> INSTRUCTIONS FOR THE TASK
Count how many of the lines below contain the word "identifies", with case counting. Give only the number.

Excerpts from a detection dataset:

◆ ◆ ◆ ◆

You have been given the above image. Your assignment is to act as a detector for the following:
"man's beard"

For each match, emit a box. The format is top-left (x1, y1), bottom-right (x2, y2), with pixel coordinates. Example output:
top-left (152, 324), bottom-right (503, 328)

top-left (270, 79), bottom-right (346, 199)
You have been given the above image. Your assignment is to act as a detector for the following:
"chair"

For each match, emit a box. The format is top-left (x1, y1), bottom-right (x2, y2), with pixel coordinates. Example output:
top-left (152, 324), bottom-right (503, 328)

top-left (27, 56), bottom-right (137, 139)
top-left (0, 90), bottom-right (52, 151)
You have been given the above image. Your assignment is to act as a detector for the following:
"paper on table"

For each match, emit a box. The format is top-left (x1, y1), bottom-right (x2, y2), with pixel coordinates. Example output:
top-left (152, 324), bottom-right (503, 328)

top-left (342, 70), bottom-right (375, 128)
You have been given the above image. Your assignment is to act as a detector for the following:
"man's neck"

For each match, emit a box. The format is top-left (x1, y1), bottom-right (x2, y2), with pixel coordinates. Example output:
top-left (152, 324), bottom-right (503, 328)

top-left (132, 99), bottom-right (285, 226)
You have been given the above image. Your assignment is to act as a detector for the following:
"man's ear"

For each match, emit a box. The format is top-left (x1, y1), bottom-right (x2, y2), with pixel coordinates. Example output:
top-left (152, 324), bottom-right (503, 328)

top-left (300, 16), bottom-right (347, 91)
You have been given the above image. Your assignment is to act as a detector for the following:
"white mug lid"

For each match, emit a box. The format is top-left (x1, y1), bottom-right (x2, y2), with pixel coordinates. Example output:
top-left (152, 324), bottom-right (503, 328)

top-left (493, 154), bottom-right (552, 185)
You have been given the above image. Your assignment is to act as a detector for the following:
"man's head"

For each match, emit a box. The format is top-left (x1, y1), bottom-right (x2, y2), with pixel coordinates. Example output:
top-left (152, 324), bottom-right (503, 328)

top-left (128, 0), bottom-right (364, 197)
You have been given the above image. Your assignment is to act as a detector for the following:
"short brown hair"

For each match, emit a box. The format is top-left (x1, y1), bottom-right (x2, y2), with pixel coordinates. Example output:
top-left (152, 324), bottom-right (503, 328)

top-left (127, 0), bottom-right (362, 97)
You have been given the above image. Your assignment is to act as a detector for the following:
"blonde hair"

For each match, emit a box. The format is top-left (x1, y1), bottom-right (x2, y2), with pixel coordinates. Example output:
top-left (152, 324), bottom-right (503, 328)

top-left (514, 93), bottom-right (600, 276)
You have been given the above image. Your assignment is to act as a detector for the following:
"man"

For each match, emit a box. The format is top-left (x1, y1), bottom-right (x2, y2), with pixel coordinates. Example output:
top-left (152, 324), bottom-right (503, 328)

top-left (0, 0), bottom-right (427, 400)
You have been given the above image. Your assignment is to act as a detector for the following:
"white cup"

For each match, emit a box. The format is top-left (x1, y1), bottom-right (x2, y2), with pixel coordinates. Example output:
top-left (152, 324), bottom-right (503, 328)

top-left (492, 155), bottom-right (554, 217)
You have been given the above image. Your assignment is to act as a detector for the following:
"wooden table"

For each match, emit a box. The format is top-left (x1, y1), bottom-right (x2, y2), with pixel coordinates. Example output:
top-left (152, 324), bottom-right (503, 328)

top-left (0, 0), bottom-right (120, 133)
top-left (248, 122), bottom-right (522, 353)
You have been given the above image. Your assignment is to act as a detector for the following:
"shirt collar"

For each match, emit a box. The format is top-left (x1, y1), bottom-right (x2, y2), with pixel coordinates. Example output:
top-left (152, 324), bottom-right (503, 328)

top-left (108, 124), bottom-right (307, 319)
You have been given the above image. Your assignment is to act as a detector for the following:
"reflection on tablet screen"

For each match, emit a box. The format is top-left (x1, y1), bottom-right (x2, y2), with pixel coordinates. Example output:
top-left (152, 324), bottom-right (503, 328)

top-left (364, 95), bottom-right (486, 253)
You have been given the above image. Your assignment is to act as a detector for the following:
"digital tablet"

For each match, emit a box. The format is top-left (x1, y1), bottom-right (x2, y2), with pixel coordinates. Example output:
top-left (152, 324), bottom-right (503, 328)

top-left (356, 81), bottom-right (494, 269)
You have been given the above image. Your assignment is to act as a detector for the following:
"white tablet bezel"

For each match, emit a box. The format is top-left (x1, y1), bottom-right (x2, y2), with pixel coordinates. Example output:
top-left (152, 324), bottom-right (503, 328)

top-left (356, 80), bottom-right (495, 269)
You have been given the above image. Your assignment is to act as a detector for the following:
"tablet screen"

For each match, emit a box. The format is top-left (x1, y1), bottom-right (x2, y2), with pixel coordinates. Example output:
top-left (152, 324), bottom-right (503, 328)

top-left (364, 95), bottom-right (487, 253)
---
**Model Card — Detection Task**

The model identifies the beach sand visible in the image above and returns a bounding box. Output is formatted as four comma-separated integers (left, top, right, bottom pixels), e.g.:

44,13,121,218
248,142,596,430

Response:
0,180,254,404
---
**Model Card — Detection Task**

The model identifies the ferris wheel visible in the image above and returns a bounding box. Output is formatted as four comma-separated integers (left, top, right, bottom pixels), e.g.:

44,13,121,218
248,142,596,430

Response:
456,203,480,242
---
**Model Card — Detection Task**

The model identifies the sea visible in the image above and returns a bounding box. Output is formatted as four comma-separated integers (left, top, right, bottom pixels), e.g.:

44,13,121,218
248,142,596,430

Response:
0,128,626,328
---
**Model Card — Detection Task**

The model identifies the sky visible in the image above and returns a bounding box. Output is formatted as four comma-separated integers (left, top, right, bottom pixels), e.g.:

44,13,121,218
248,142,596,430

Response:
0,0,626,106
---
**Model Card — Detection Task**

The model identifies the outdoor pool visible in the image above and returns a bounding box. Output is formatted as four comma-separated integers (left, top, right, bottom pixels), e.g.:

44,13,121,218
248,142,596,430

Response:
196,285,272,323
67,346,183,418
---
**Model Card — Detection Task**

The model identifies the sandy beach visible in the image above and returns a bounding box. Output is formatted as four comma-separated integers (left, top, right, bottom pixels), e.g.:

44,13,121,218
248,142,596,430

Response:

◆ ◆ ◆ ◆

> THE ANSWER
6